**Required action A:**
In the text about Chris, condense the paragraph that begins "We met at a hair show" into a short list that keeps its main facts.
**Required action B:**
According to the text about Chris, why were the writer and Chris able to support each other so strongly after Eli's diagnosis? Answer in one to three sentences.
**Required action C:**
Answer these questions using the text about Chris:
(i) Where did the writer and Chris first meet?
(ii) In what year was Eli born?
(iii) How old was Eli when he was diagnosed with Cri du Chat Syndrome?

**Text section:**
You will hear my voice through the words on this site but I need to shine the light on Chris for a moment. He is always there...rereading for me, cheering me on, taking the kids on walks and making me food. Yep. He is a catch.
We met at a hair show over a decade ago (not kidding! I'll dig the photos out sometime) and in the next couple of years, we built a strong friendship and partnership. We soon moved across the country together and created a beautiful life full of work we loved, lots of adventures and sweet moments of calm and quiet. When Maeve was born in 2012, it's like I fell in love with a whole new side of Chris. Protective Papa Bear who was all smitten with our little girl. We are blessed that Chris' work allows for parental leave, so we had him with us for a whole 9 months. It was bliss.
When Eli was born in 2014, it was the same opening of a new awareness of love. We were four. We watched Maeve with Eli, our calm and joy was difficult to put into words. Again, we were blessed to have Chris off with us for 9 months and, again, it was bliss.
When Eli was diagnosed with Cri du Chat (CdC) Syndrome at 4 months old, we were both devastated and scared. We rolled with the waves of emotion and, funny enough, had our biggest dips at opposite times so we were able to be there for one another in a really powerful way. But here's the thing about Chris, the thing that made me love him even more in a way that I never knew existed....Chris is a really rational, logical thinker (to put it mildly) and he just got to the place where he was okay more often than not quicker than I did. I stayed stuck in fear at times and, I tell you, he just said some really rational and really WISE things that helped me move past that fear.
After researching Cri du Chat one night, we lay in bed together reviewing the new information and Chris said "You know, kids with this syndrome will be born into this world and I am so thankful that Eli was born to us". Bam. So easy, so true and so full of LOVE that I just lay next to him, feeling nothing BUT that open love. We ARE blessed. We are so thankful both of our kids are in our lives.
Another one that got me was when I was fretting about Eli's future (not living in the moment, to the extreme) and Chris just kind of shrugged and said "I'm just going to love him". Again! BAM! That's all we needed to do...LOVE HIM. So easy. Whatever comes our way, we will just love him. So perfect.
This man, this carrier of kids, snuggler of the non-sleeper and singer to the sleeper, this lover of all things rational, is a gift to our family and I am so thankful we chose to walk this road together.

**Saved entries:**

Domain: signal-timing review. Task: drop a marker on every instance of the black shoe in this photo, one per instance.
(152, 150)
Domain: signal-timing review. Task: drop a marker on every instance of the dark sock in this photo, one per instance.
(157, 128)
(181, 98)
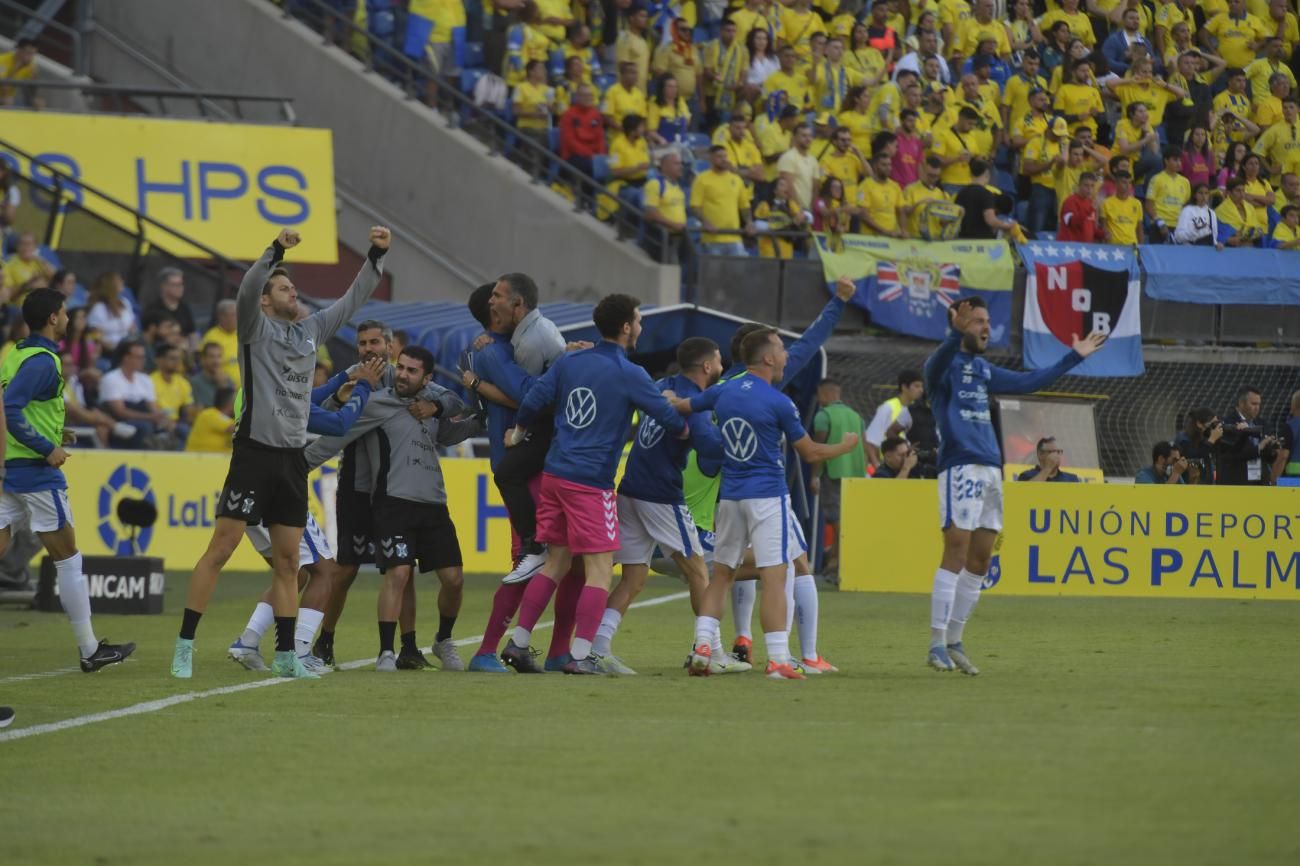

**Response A:**
- The writer and Chris met at a hair show over a decade ago.
- Over the next couple of years, they built a strong friendship and partnership.
- They moved across the country together and made a life full of work they loved, adventures, and calm moments.
- When Maeve was born in 2012, Chris became a protective Papa Bear, smitten with his daughter.
- Chris's work allows parental leave, so he was home with the family for 9 months.

**Response B:**
Each of them went through waves of emotion, but their biggest dips came at opposite times. Because of this, one could be there for the other in a really powerful way.

**Response C:**
(i) At a hair show.
(ii) 2014.
(iii) 4 months old.